What you should do. Update the stretch from the line containing "I would be grateful if you could mark the gray" through the end of the listing by swapping "gray snow pants" for "black snow pants", and reproduce those lines with everything else unchanged.

+++ Entries +++

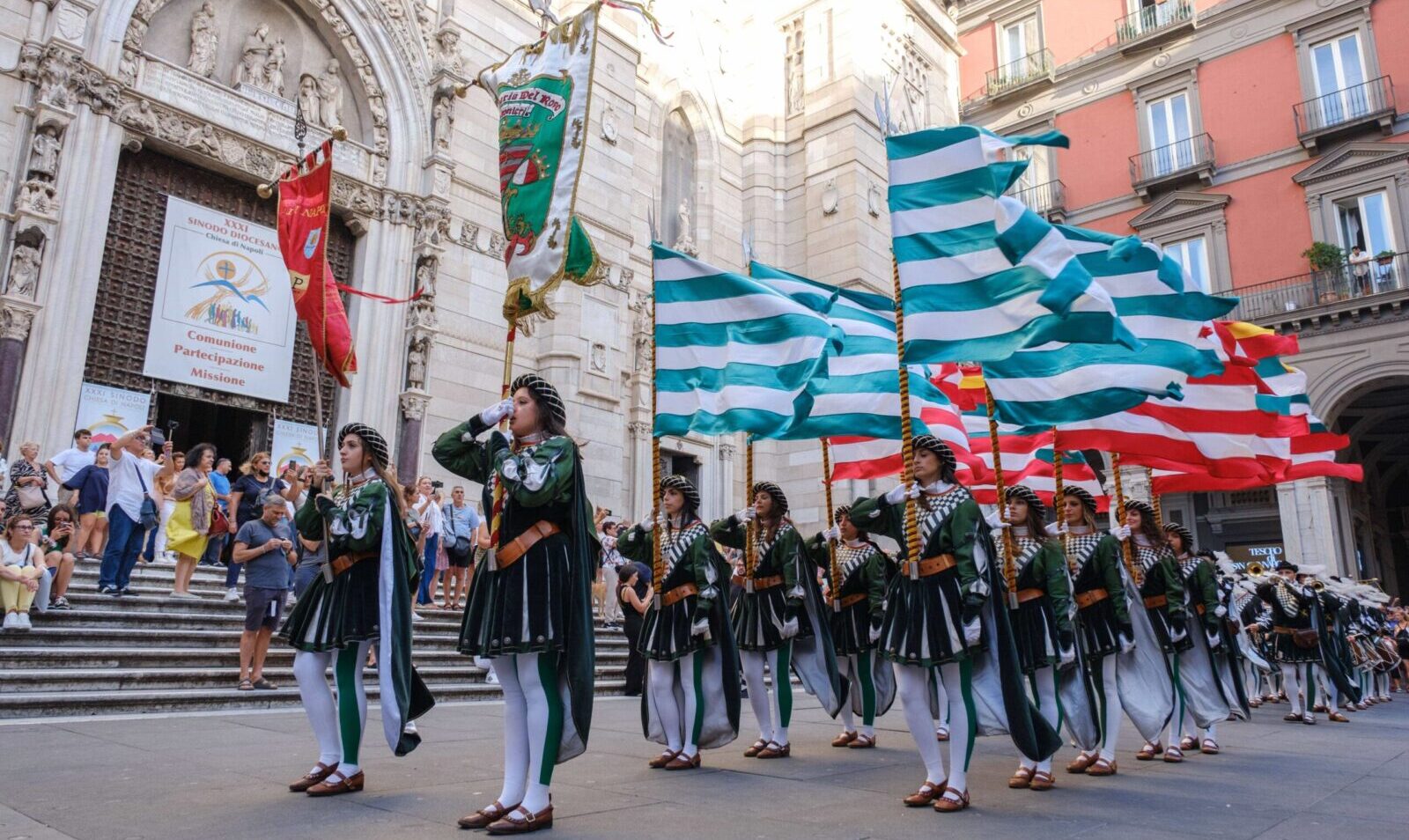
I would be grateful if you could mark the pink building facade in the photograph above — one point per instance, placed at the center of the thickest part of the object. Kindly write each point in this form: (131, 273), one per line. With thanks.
(1237, 134)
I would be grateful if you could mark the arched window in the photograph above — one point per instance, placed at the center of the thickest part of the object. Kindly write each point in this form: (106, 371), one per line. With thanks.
(678, 155)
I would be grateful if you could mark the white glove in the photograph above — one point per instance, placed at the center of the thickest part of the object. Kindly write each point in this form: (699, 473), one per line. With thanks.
(498, 412)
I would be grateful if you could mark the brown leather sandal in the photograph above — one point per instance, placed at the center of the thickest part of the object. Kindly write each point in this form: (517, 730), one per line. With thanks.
(925, 795)
(1103, 767)
(946, 805)
(483, 816)
(682, 763)
(845, 739)
(319, 772)
(336, 788)
(526, 822)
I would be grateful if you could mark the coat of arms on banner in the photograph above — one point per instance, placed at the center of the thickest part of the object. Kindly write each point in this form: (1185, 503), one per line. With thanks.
(542, 91)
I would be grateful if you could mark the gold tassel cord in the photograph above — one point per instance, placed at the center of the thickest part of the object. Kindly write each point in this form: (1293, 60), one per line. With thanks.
(912, 519)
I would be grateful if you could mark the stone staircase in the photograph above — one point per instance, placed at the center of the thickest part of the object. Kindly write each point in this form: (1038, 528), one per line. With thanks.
(122, 656)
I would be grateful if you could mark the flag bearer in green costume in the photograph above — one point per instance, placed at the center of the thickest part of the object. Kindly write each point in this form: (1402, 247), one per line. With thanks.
(857, 605)
(363, 598)
(690, 698)
(1042, 619)
(777, 619)
(530, 603)
(1162, 591)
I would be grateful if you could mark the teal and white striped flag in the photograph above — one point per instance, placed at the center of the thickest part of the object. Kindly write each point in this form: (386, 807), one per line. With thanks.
(981, 275)
(1056, 384)
(732, 354)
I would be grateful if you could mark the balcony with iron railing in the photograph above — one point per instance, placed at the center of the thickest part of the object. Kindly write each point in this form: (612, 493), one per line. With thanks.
(1046, 199)
(1173, 166)
(1154, 25)
(1359, 106)
(1014, 75)
(1331, 292)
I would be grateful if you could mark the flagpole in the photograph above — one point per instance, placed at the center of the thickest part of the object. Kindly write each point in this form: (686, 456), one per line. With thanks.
(1120, 509)
(1009, 570)
(831, 522)
(912, 520)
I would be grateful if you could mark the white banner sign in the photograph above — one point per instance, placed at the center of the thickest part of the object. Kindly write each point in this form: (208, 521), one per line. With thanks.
(293, 443)
(110, 412)
(223, 316)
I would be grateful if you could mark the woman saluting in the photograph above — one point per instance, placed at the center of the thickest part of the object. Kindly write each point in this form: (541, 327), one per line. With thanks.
(530, 603)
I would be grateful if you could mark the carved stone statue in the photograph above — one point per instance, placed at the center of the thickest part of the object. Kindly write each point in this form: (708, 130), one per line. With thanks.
(44, 152)
(25, 271)
(274, 67)
(330, 91)
(309, 100)
(204, 40)
(138, 116)
(253, 60)
(685, 239)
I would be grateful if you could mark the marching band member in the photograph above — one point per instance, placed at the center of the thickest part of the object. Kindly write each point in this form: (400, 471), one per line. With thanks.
(690, 698)
(857, 608)
(1162, 593)
(1103, 617)
(530, 605)
(364, 596)
(778, 621)
(1040, 612)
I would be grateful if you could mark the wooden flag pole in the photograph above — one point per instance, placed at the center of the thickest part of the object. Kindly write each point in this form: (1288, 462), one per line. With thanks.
(1120, 512)
(1009, 564)
(912, 519)
(831, 522)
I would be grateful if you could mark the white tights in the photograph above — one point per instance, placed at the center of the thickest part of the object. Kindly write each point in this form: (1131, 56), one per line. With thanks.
(678, 723)
(1046, 680)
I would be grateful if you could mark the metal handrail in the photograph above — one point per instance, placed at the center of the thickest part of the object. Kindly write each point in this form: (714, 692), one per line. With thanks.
(1152, 18)
(1317, 288)
(1043, 197)
(1018, 72)
(1169, 159)
(1349, 105)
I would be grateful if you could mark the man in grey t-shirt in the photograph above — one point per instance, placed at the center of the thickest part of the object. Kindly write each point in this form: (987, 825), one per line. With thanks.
(265, 547)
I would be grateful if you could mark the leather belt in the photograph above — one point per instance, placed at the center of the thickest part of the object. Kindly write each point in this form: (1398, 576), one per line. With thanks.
(678, 593)
(509, 554)
(342, 564)
(930, 565)
(1089, 596)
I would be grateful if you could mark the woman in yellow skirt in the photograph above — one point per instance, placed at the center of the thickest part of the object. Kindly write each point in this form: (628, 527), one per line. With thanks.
(189, 525)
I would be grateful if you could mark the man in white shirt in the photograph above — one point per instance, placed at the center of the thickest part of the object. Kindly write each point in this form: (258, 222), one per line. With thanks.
(68, 462)
(131, 478)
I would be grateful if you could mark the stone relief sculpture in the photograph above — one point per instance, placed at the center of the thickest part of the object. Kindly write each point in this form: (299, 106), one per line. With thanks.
(254, 58)
(25, 271)
(330, 93)
(204, 40)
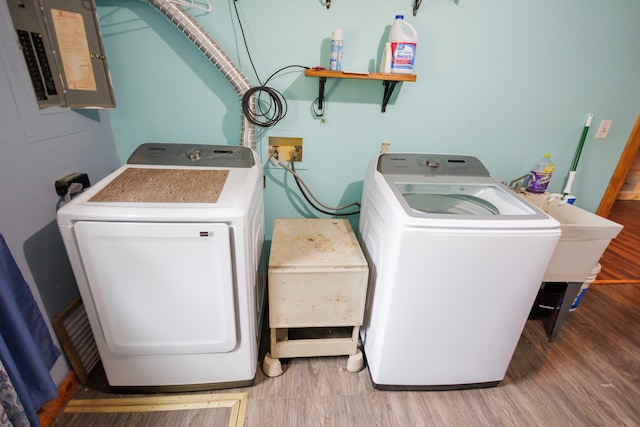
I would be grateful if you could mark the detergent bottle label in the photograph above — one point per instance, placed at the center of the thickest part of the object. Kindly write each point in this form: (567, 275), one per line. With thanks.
(538, 181)
(403, 55)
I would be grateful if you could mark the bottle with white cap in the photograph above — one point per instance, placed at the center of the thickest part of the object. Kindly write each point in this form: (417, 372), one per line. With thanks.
(337, 40)
(404, 39)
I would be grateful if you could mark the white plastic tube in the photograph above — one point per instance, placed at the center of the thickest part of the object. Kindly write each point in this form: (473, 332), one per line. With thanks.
(182, 20)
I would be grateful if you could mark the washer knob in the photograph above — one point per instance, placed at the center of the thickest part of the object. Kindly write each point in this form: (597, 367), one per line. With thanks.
(193, 154)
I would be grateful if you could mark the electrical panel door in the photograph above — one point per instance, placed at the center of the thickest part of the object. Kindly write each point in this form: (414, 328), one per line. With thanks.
(63, 52)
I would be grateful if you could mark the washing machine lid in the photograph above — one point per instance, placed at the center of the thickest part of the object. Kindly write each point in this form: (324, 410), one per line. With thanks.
(451, 187)
(486, 199)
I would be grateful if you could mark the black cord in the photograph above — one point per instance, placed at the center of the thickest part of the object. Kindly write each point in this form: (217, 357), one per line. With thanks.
(311, 202)
(270, 106)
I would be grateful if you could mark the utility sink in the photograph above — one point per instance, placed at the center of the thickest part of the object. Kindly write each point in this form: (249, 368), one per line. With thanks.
(585, 237)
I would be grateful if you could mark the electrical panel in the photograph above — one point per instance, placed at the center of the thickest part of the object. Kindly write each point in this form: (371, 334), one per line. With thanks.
(63, 52)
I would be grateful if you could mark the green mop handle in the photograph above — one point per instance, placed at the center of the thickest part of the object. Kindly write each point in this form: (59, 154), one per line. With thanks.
(574, 166)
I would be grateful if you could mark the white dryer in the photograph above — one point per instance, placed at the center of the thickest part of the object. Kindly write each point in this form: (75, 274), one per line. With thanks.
(456, 260)
(167, 254)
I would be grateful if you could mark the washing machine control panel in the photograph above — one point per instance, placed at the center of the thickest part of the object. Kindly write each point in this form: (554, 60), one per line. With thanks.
(430, 164)
(225, 156)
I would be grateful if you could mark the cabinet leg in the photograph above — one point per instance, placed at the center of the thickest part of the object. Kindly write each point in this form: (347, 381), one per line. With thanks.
(271, 367)
(355, 362)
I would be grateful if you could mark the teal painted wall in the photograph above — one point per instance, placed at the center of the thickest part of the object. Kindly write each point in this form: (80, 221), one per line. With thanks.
(506, 81)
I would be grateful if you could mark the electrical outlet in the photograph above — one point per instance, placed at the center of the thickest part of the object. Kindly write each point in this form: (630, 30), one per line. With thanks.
(604, 128)
(286, 148)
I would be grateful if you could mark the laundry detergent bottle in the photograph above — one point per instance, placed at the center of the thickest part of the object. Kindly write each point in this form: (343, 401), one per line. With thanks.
(404, 40)
(540, 175)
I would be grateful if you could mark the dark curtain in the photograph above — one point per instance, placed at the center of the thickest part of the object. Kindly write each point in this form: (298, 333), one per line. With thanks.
(26, 348)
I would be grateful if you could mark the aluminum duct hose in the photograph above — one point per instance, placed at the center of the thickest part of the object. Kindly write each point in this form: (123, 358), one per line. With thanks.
(182, 20)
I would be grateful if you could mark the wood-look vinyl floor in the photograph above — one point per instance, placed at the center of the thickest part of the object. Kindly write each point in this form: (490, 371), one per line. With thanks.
(588, 376)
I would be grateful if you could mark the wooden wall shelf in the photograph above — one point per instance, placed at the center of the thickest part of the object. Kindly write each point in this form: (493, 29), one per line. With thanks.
(389, 81)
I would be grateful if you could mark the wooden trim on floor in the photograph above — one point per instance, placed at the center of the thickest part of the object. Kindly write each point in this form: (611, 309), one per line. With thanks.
(236, 401)
(617, 282)
(50, 410)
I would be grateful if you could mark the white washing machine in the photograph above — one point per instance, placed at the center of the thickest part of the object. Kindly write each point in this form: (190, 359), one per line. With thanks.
(456, 260)
(167, 254)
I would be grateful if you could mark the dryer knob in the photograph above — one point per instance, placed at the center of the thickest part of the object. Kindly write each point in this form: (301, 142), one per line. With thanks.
(433, 163)
(193, 154)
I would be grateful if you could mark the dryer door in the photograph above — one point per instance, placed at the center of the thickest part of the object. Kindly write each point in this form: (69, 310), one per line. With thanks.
(160, 288)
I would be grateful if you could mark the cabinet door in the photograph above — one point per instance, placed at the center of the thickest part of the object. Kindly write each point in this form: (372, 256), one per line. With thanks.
(160, 288)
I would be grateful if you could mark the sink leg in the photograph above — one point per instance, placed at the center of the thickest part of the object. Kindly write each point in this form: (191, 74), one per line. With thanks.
(554, 324)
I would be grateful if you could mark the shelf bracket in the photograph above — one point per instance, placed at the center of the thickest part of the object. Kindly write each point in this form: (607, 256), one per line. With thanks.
(322, 81)
(389, 86)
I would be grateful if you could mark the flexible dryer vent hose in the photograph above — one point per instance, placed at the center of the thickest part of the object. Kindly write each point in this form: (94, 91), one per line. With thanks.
(182, 20)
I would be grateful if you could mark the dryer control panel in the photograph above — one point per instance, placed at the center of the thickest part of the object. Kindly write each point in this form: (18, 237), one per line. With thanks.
(167, 154)
(430, 164)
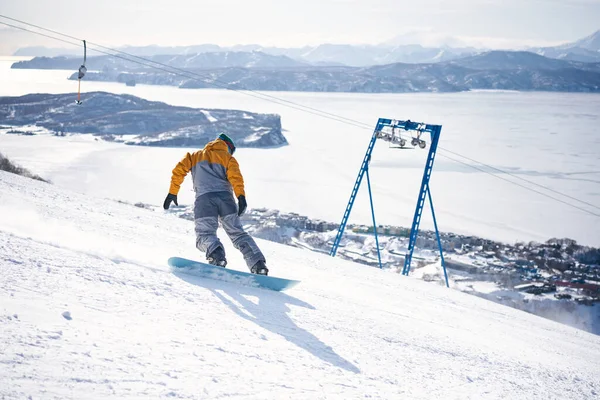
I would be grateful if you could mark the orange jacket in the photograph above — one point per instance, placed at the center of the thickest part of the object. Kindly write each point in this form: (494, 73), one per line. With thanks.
(213, 169)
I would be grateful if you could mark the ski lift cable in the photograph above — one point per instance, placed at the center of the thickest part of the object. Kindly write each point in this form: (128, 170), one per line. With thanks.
(523, 186)
(522, 179)
(193, 75)
(290, 104)
(187, 74)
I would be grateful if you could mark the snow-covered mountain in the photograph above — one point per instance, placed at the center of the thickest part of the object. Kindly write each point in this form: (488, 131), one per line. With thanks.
(204, 60)
(90, 309)
(133, 120)
(584, 50)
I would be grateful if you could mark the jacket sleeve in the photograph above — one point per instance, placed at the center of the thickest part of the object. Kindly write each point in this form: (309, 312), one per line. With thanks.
(181, 170)
(235, 177)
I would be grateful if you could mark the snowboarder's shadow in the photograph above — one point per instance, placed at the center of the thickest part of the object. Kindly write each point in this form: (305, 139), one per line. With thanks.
(272, 315)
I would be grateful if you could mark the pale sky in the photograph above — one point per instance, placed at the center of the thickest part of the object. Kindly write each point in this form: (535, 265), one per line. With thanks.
(484, 23)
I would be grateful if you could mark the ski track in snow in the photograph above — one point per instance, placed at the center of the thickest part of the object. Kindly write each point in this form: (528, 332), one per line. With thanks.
(137, 330)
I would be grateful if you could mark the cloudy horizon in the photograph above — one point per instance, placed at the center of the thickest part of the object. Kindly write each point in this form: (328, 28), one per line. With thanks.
(494, 24)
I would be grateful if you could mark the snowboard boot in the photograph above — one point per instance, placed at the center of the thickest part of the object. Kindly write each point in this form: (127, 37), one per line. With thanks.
(259, 268)
(217, 257)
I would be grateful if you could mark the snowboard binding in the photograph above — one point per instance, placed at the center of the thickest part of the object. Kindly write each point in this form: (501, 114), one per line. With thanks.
(217, 257)
(259, 268)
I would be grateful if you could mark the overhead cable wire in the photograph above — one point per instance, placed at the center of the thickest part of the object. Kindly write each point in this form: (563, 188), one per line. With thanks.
(274, 99)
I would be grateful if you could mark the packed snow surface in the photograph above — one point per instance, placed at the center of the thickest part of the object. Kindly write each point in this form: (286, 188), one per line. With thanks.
(89, 309)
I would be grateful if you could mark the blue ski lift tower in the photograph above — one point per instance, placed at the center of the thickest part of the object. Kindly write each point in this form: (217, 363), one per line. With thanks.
(398, 132)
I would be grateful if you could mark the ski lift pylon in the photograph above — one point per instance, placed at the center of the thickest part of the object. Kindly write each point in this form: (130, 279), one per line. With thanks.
(81, 74)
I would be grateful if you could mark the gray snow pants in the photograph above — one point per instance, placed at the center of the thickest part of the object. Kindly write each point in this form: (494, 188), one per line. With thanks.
(211, 207)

+++

Result of this task.
I would be grateful if you could mark the black snow pants in the photograph above — one point per instance, placed at the center of the thickest part of the object. Kindly write each point in this form: (494, 188), one per line. With thanks.
(211, 207)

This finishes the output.